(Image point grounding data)

● ● ● ● ●

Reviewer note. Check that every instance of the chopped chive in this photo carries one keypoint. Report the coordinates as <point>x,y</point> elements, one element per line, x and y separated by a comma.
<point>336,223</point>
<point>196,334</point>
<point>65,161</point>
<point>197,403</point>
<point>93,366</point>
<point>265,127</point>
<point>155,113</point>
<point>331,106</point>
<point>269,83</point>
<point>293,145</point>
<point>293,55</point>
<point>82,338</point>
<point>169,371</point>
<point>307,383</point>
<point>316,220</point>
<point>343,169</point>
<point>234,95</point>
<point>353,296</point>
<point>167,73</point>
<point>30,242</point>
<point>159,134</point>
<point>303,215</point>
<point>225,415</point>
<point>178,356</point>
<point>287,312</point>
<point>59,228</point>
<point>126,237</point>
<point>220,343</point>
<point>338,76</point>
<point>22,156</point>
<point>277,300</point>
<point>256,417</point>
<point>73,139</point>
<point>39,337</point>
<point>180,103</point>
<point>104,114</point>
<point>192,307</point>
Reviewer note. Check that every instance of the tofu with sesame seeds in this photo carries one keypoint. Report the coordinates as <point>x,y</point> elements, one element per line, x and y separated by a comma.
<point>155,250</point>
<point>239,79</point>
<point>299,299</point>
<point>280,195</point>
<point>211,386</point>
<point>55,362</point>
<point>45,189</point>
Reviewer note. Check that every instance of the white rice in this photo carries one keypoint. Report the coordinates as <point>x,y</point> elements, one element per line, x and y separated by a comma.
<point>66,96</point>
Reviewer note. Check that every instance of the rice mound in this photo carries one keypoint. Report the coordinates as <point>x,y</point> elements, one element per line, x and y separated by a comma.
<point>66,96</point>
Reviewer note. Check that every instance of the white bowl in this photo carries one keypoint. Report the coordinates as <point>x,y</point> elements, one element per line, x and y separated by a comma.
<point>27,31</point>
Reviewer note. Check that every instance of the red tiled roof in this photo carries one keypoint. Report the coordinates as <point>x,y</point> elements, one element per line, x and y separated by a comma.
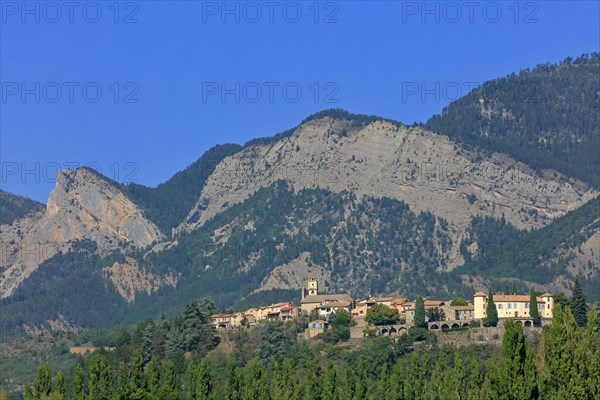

● ● ● ● ●

**YOUR ASSIGNMENT**
Write out each entry word for word, images excluded.

**ANSWER SPACE**
Reviewer note. Check that every instance of the chopped chive in this photo carries one keypoint. Report the coordinates as <point>x,y</point> elements, one element per line, x and y separated by a comma.
<point>336,223</point>
<point>196,334</point>
<point>65,161</point>
<point>197,403</point>
<point>93,366</point>
<point>265,127</point>
<point>155,113</point>
<point>331,106</point>
<point>269,83</point>
<point>293,145</point>
<point>293,55</point>
<point>82,338</point>
<point>169,371</point>
<point>307,383</point>
<point>316,220</point>
<point>343,169</point>
<point>234,95</point>
<point>353,296</point>
<point>167,73</point>
<point>30,242</point>
<point>159,134</point>
<point>303,215</point>
<point>225,415</point>
<point>178,356</point>
<point>287,312</point>
<point>59,228</point>
<point>126,237</point>
<point>220,343</point>
<point>338,76</point>
<point>22,156</point>
<point>277,300</point>
<point>256,417</point>
<point>73,139</point>
<point>39,337</point>
<point>180,103</point>
<point>104,114</point>
<point>192,307</point>
Reviewer note. Check that every instance of the tofu with sesame seeds in this photo carries one keypoint. Report the coordinates as <point>x,y</point> elements, one element per line, x and y separated by a comma.
<point>155,250</point>
<point>239,79</point>
<point>299,299</point>
<point>280,195</point>
<point>211,386</point>
<point>55,362</point>
<point>45,189</point>
Reviewer note. Check that every instance of the white rice in this photo carries one keypoint. Report the coordinates as <point>x,y</point> elements, one element per line, x and y separated by a comma.
<point>66,96</point>
Reviewer note. Check that every instance of the rice mound in this photo carries one keypoint. Report the coordinates as <point>x,y</point> elements, one element per line, x and y separated by a comma.
<point>66,96</point>
Reviewer note. Check that every instance of the white bowl in this photo carries one keypoint. Report the coordinates as <point>x,y</point> elements, one element per line, x and y separated by a comma.
<point>27,31</point>
Reviewer note. Check that every instance of the red tiled roof in this photo carries one keypoint. Report the coordinates as <point>x,y</point> elements, one element per line, x and y separated by a comma.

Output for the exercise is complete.